*TASK MATERIAL*:
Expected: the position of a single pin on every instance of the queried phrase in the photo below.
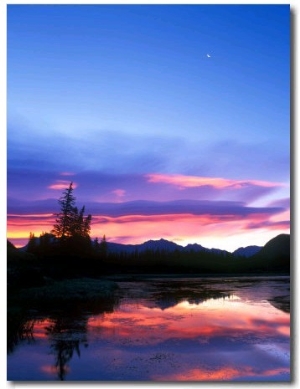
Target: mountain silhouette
(275, 255)
(248, 251)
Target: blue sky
(151, 103)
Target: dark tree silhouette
(64, 225)
(72, 228)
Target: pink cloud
(61, 185)
(183, 182)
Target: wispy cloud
(62, 185)
(182, 181)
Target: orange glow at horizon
(209, 230)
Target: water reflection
(188, 330)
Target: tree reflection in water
(19, 329)
(65, 335)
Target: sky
(172, 121)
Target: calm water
(179, 329)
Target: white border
(294, 83)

*DO THIS*: Please rewrite the entries from the line with "Target: dark tree silhouette" through the end of the entries, replacing "wispy" with "feathery" and changing nothing else.

*TASK ANSWER*:
Target: dark tree silhouette
(64, 225)
(72, 228)
Target: pink cloud
(61, 185)
(183, 182)
Target: feathery cloud
(62, 185)
(182, 181)
Target: orange glow at horizon
(209, 230)
Target: water reflection
(188, 330)
Target: tree reflection in water
(19, 329)
(65, 335)
Target: sky
(172, 121)
Target: calm water
(179, 329)
Target: white border
(294, 83)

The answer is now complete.